## REQUIRED ACTION
Word for word, repeat each record that follows.

## DATA EXCERPTS
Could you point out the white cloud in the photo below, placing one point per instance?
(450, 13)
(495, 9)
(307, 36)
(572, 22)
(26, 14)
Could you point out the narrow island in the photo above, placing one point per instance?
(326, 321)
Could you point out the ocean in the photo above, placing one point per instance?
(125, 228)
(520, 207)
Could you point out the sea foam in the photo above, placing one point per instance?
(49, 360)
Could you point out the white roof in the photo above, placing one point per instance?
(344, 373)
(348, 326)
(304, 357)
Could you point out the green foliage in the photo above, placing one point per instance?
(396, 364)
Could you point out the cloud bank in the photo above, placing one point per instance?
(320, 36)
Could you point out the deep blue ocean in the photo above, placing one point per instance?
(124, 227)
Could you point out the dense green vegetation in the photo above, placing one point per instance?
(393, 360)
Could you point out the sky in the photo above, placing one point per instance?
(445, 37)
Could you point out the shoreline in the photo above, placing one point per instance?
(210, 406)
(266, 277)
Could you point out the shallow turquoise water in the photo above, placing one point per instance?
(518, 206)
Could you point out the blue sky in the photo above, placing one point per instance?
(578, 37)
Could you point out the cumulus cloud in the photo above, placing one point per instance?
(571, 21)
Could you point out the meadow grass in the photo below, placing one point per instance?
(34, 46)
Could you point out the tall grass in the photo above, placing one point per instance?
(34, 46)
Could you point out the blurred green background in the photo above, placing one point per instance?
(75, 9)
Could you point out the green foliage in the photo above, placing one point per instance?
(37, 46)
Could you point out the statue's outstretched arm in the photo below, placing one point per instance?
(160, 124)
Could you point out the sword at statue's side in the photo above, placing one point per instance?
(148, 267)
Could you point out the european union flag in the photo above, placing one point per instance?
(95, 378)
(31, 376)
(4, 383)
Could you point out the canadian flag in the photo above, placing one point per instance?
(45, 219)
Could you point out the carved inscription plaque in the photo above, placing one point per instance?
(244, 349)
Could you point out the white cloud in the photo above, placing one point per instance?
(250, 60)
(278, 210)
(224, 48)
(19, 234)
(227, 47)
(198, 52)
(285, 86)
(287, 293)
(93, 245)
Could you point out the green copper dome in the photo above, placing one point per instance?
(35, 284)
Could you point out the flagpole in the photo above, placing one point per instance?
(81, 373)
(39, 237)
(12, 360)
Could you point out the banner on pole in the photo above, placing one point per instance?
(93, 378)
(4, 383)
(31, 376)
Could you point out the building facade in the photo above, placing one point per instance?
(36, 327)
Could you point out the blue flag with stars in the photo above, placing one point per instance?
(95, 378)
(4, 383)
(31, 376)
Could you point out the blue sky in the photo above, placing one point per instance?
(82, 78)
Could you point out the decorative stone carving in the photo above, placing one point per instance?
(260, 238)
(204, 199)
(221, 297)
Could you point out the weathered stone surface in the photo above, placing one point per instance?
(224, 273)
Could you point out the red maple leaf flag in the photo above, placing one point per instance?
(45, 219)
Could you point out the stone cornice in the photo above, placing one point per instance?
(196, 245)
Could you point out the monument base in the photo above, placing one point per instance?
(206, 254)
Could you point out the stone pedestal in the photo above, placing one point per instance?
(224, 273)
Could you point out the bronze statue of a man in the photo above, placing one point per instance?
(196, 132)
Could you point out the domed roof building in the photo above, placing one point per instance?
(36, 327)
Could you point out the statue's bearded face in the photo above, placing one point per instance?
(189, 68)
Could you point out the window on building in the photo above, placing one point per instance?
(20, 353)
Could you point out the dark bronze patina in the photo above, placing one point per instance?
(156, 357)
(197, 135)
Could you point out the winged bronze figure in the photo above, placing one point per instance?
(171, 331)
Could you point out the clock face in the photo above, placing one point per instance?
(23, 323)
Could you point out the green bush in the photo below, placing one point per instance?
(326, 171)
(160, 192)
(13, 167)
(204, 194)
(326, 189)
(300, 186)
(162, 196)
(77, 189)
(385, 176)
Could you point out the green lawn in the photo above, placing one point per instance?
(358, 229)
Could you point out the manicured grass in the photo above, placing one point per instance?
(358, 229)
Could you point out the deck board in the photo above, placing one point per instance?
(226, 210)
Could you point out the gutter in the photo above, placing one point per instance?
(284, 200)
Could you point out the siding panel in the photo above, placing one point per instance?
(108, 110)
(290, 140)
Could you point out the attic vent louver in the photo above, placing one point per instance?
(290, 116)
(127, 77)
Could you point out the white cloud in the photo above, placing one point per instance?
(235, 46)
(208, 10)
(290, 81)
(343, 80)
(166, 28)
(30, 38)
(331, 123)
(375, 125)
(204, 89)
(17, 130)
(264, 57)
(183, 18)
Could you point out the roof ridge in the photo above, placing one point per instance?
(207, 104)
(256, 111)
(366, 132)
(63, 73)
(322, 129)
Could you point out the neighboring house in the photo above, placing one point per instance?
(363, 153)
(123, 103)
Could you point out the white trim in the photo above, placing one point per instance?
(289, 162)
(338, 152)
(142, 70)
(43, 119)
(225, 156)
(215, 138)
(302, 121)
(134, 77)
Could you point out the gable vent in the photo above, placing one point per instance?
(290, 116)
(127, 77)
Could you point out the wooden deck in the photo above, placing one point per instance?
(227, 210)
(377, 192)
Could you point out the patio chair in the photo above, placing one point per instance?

## EXERCISE RESULT
Could you point out the white cloud in the photo below, placing one point per instance?
(450, 13)
(495, 9)
(307, 36)
(572, 22)
(26, 14)
Could you point out the narrow island in the photo above, placing one point per instance?
(326, 321)
Could you point out the ocean in the photo above, placing one point per instance?
(125, 228)
(520, 207)
Could you point out the sea foam in the photo above, placing one point per instance?
(49, 360)
Could you point out the white roof in the photo above, placing one point per instance?
(344, 373)
(348, 326)
(304, 357)
Could you point out the green foliage in the photo above, placing one point per instance?
(396, 364)
Could you point out the cloud bank in the photo above, placing one point per instance?
(320, 36)
Could you point out the deep blue ocean in the photo above, placing one point per instance?
(124, 227)
Could you point out the dense green vegetation in the photo above, placing one point per instance?
(393, 360)
Could you point out the sky in the photo above, placing one point per instance?
(445, 37)
Could you point out the shoreline in the photo above, placing one point per instance?
(210, 406)
(266, 277)
Could you point out the shallow turquoise water in the photo above, placing one point per instance?
(518, 206)
Could you point out the blue sky in the photo above, placing one point per instance?
(578, 37)
Could you point out the cumulus cloud in the photo above, placing one point per instance?
(571, 21)
Could you point out the meadow grass in the photo below, placing one point per instance?
(34, 46)
Could you point out the tall grass in the photo above, placing one point per instance?
(34, 46)
Could you point out the blurred green background in the photo above, placing one point per instance?
(75, 9)
Could you point out the green foliage in the photo above, placing one point per instance?
(37, 46)
Could you point out the statue's outstretched arm in the photo below, placing one point per instance?
(160, 124)
Could you point out the sword at statue's side in the photo above, placing one point per instance?
(148, 267)
Could you point out the european union flag in the photo above, placing one point per instance?
(95, 378)
(31, 376)
(4, 383)
Could you point out the canadian flag in the photo above, placing one point per instance?
(45, 219)
Could you point out the carved inscription plaque in the photo above, placing one point per instance?
(244, 349)
Could you point out the white cloud in the photo above, placing one point per instance?
(250, 60)
(278, 210)
(224, 48)
(19, 234)
(227, 47)
(198, 52)
(285, 86)
(287, 293)
(93, 245)
Could you point out the green copper dome in the photo above, placing one point per instance?
(35, 284)
Could you point out the flagpole in the photo above, placing one point per instance?
(81, 373)
(39, 237)
(12, 360)
Could you point out the banner on pole in the photo above, placing one point per instance?
(93, 378)
(4, 383)
(31, 376)
Could you point out the building facade in the photo above, placing one point per instance?
(36, 327)
Could you point out the blue flag with stars in the photo above, placing one point per instance?
(95, 378)
(4, 383)
(31, 376)
Could you point out the blue sky in the photo above, placing one point per instance?
(82, 78)
Could you point out the decorative stone carving in the photo above, placing one point per instance?
(260, 238)
(204, 199)
(221, 297)
Could you point out the weathered stone surface in the photo above, placing one point per instance?
(224, 273)
Could you point out the red maple leaf flag in the photo above, placing one point per instance?
(45, 219)
Could you point out the stone cornice in the photo above, placing one point per instance?
(196, 245)
Could you point out the monument base in the photo above, placing one point per instance?
(206, 254)
Could you point out the stone pedestal in the photo above, placing one point per instance?
(224, 273)
Could you point out the bronze statue of a man in the photo above, placing one point per instance?
(196, 132)
Could you point out the domed roof building in the photo above, placing one point per instance?
(36, 327)
Could you point out the statue's bearded face in the photo above, placing one point per instance?
(189, 68)
Could you point out the window on building in the photo above, placing one point per instance?
(20, 353)
Could you point out the dark bronze patina in the photo above, placing one point per instance?
(156, 357)
(197, 135)
Could you point out the winged bronze figure in the photo above, placing one point per instance?
(171, 331)
Could you point out the clock face in the photo above, placing one point per instance?
(23, 323)
Could you point out the green bush in the photo below, placing one point per instance?
(326, 171)
(160, 192)
(13, 167)
(204, 194)
(326, 189)
(300, 186)
(162, 196)
(77, 189)
(385, 176)
Could you point out the green lawn in the photo above, placing one point per instance?
(358, 229)
Could you point out the manicured grass in the photo above, placing one point per instance?
(358, 229)
Could you point out the deck board in the photo above, placing one point per instance?
(226, 210)
Could you point out the gutter in the photo above, placing one point per instance?
(284, 200)
Could you point out the siding panel in the photo above, placing one point per instance?
(108, 110)
(290, 140)
Could you point out the attic vent louver in the photo above, placing one point per instance?
(290, 116)
(127, 77)
Could you point out the white cloud in the photo above, placing one point per instance?
(235, 46)
(208, 10)
(290, 81)
(343, 80)
(166, 28)
(30, 38)
(331, 123)
(375, 125)
(204, 89)
(17, 130)
(264, 57)
(183, 18)
Could you point out the roof ridge in the photo above, placing one point per instance?
(207, 104)
(256, 111)
(366, 132)
(63, 73)
(322, 129)
Could you point out the neighboring house in the photo above, placing one point per instance?
(363, 153)
(123, 103)
Could you point out the white trim in the photo above, placing one point per instance?
(289, 162)
(338, 152)
(142, 70)
(43, 119)
(225, 156)
(215, 138)
(302, 121)
(134, 77)
Could you point out the gable vent in the photo above, placing one point per instance?
(290, 116)
(127, 77)
Could you point out the wooden deck in the photo above, placing one point per instance?
(227, 210)
(377, 192)
Could you point out the patio chair in the photo above, placing one point per instance?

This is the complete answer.